Transcribe each record exactly. Include every one.

## BEGIN Raw data

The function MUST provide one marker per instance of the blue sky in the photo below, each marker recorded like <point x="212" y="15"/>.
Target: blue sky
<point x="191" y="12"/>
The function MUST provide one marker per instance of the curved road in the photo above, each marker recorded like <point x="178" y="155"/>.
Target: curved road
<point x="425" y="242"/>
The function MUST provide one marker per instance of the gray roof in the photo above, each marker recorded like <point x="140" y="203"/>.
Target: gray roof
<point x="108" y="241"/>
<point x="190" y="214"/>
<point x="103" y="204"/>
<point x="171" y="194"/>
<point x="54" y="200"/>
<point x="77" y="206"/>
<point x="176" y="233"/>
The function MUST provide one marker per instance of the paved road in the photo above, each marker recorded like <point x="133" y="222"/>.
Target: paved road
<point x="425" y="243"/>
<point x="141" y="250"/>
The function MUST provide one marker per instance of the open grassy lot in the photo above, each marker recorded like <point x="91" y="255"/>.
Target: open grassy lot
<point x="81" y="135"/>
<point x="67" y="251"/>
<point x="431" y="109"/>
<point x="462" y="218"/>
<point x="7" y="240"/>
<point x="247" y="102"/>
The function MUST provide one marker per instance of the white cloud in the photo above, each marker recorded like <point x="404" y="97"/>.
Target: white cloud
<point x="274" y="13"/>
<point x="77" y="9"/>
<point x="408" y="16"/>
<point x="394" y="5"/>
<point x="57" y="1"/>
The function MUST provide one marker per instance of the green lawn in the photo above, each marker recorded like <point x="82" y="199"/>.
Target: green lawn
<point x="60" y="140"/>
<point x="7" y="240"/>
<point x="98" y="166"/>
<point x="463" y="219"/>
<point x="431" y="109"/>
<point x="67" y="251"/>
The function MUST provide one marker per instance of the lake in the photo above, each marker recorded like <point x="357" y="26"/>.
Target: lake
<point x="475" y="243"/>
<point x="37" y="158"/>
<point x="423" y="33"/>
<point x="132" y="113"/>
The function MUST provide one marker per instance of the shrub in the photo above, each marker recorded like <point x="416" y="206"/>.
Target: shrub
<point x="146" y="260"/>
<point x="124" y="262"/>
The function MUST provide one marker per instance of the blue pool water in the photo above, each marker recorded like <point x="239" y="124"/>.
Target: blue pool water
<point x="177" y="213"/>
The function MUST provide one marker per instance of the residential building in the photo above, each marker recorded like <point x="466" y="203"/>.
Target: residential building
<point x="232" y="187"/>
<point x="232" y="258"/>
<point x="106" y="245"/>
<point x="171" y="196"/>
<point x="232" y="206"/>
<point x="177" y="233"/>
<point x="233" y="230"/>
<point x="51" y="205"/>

## END Raw data

> [Answer to this exercise]:
The function MUST provide one marker per instance of the blue sky in the photo below, each marker recorded like <point x="212" y="15"/>.
Target: blue sky
<point x="191" y="12"/>
The function MUST provide one marker per instance of the curved road in the photo above, each marker recorded like <point x="178" y="155"/>.
Target: curved road
<point x="425" y="242"/>
The function MUST provide one marker per instance of the gray roof in the photo above, each marker recorded like <point x="140" y="203"/>.
Target: gray roof
<point x="108" y="241"/>
<point x="190" y="214"/>
<point x="103" y="204"/>
<point x="171" y="194"/>
<point x="54" y="200"/>
<point x="77" y="206"/>
<point x="176" y="233"/>
The function MUST provide one marker per instance of the paved road in the photo above, each marker recorded like <point x="133" y="222"/>.
Target: paved road
<point x="425" y="243"/>
<point x="141" y="250"/>
The function MUST provide one marker per instance of the open grassy lot in the photo above, each marker recorded like <point x="91" y="255"/>.
Target: open grassy lot
<point x="81" y="135"/>
<point x="67" y="251"/>
<point x="431" y="109"/>
<point x="462" y="218"/>
<point x="7" y="240"/>
<point x="247" y="102"/>
The function MUST provide one marker per instance of the white cloud in the photo above, each marker recorded like <point x="404" y="97"/>.
Target: white cloud
<point x="274" y="13"/>
<point x="77" y="9"/>
<point x="408" y="16"/>
<point x="394" y="5"/>
<point x="57" y="1"/>
The function MUST provide one marker per instance of the green lawn in the photo above, each marker recorded like <point x="82" y="199"/>.
Target: green lawn
<point x="60" y="140"/>
<point x="7" y="240"/>
<point x="98" y="166"/>
<point x="463" y="219"/>
<point x="431" y="109"/>
<point x="67" y="251"/>
The function MUST provide one marker per instance of the lake in the photo above, each marker recorded like <point x="357" y="26"/>.
Target: lake
<point x="475" y="243"/>
<point x="37" y="158"/>
<point x="423" y="33"/>
<point x="132" y="113"/>
The function MUST provide one marker per instance of the shrub in the photo above, each marker recorded like <point x="416" y="206"/>.
Target: shrub
<point x="146" y="260"/>
<point x="124" y="262"/>
The function MUST provide one marker per instance of the blue pool water in the photo above, each marker recorded like <point x="239" y="124"/>.
Target: blue pool water
<point x="177" y="213"/>
The function MUST provide one marker per instance of the residential building in the photo above, each marker recorded like <point x="466" y="203"/>.
Target: residential building
<point x="232" y="187"/>
<point x="232" y="258"/>
<point x="106" y="245"/>
<point x="171" y="196"/>
<point x="232" y="206"/>
<point x="177" y="233"/>
<point x="233" y="230"/>
<point x="51" y="205"/>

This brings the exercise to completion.